Set task:
Copy the records from the line with "Examine the provided image for any black bicycle" to the line with "[542,117,672,205]", both lines included, keeping the requests as they are and raising every coordinate in the answers by 138.
━━━━━━━━━━━━━━━━━━━━
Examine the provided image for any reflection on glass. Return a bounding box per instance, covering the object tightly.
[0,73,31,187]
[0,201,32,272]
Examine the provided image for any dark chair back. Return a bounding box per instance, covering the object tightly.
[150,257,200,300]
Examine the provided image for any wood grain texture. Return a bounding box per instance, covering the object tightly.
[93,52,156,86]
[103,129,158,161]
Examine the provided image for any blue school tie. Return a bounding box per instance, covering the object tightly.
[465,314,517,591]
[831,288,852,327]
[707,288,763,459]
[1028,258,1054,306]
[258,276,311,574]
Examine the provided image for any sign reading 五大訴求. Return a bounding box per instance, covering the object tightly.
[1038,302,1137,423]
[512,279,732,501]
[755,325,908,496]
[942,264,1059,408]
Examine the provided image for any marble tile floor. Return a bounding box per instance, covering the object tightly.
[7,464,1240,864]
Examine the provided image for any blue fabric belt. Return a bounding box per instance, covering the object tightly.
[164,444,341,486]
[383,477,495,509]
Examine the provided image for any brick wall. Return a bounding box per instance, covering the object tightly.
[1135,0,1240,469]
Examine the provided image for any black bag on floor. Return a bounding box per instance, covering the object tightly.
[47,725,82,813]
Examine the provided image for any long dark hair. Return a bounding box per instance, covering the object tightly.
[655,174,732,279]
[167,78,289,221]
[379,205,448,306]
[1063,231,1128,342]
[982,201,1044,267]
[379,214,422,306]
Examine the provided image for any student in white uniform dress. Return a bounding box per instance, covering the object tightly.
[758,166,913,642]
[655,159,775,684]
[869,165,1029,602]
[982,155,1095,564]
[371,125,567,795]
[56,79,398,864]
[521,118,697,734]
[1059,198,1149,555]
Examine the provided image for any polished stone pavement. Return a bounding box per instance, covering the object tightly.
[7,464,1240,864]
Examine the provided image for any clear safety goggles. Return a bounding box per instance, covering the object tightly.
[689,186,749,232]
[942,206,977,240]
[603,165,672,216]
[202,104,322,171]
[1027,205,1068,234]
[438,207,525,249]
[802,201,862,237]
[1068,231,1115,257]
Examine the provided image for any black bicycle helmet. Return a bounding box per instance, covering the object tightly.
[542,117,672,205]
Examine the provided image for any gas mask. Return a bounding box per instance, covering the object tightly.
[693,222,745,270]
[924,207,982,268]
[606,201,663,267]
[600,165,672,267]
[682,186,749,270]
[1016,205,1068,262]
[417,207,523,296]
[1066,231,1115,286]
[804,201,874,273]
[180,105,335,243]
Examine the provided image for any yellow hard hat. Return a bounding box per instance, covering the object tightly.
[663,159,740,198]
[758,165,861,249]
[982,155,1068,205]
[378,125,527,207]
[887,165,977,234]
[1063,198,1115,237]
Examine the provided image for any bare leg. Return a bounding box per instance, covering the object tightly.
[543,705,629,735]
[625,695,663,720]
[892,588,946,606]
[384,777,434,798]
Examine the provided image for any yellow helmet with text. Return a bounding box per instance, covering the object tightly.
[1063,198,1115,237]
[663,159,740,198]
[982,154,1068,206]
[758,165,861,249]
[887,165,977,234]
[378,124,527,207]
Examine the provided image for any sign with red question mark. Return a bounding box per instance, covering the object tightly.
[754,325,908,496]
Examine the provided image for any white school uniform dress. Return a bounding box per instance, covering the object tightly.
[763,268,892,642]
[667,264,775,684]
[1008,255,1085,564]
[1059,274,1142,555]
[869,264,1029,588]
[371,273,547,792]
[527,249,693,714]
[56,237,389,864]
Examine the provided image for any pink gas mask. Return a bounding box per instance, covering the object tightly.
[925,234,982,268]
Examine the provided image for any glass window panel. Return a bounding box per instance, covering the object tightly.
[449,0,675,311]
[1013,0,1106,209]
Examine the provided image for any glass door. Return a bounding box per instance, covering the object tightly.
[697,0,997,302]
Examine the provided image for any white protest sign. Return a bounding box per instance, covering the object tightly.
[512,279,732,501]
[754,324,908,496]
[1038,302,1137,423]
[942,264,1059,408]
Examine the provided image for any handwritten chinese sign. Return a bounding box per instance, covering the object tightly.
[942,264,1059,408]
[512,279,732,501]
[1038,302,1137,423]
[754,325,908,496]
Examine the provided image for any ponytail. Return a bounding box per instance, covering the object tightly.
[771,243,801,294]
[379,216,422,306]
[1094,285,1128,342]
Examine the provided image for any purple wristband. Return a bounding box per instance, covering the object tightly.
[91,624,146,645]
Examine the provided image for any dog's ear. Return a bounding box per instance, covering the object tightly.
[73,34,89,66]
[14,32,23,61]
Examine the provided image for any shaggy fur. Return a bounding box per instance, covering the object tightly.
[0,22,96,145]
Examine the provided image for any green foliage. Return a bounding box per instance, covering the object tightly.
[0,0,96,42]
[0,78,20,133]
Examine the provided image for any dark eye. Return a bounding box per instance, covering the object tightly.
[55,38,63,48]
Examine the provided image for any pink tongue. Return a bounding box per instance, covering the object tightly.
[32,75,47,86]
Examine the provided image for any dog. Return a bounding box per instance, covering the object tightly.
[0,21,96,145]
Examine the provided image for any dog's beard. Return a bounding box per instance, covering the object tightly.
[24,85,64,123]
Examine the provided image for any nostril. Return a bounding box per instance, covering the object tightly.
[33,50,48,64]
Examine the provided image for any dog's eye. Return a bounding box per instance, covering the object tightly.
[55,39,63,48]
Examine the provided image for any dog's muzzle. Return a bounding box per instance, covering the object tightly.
━━━━━━━━━━━━━━━━━━━━
Answer to this task:
Examine the provided image for any black bicycle helmet. Return a bounding box per instance, covering the object tightly.
[680,255,810,343]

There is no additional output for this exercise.